As I had heard sentiments of the same kind insinuated by others, I replied at some length, observing, that if he had lived in the most brilliant period of Roman grandeur, and had accidentally met with a few Romans in Greece or Asia, and had formed his opinion of that illustrious commonwealth from the conduct and conversation of these travellers, his ideas would, in all probability, have been very different from those which the writings of Livy, Cæsar, Cicero, and Virgil, had given him of the Roman people:—That the manners and behaviour of the few English he might have met abroad, so far from giving him a just view of the character of the whole nation, very possibly had led him to false conclusions with regard to the character of those very individuals. For that I myself had known many young Englishmen who, after having led a dissipated, insignificant kind of life while on their travels, and while the natural objects of their ambition were at a distance, had changed their conduct entirely upon their return, applied to business as eagerly as they had formerly launched into extravagance, and had at length become very useful members of the community.
But, continued I, throwing this consideration out of the question, the real character of a people can only be discovered by living among them on a familiar footing, and for a considerable time. This is necessary before we can form a just idea of any nation; but perhaps more so with respect to the English, than any other: for in no nation are the education, sentiments, and pursuits of those who travel, so different from those of the people who remain at home.

^^^^

What the task requires: In the passage on national character, how can the real character of a people be discovered? The listing has no connection to the passage on national character.

Source data:
^^^^

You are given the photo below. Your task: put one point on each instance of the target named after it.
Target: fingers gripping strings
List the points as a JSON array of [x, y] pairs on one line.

^^^^

Answer to this problem: Only by living among them on a familiar footing, and for a considerable time.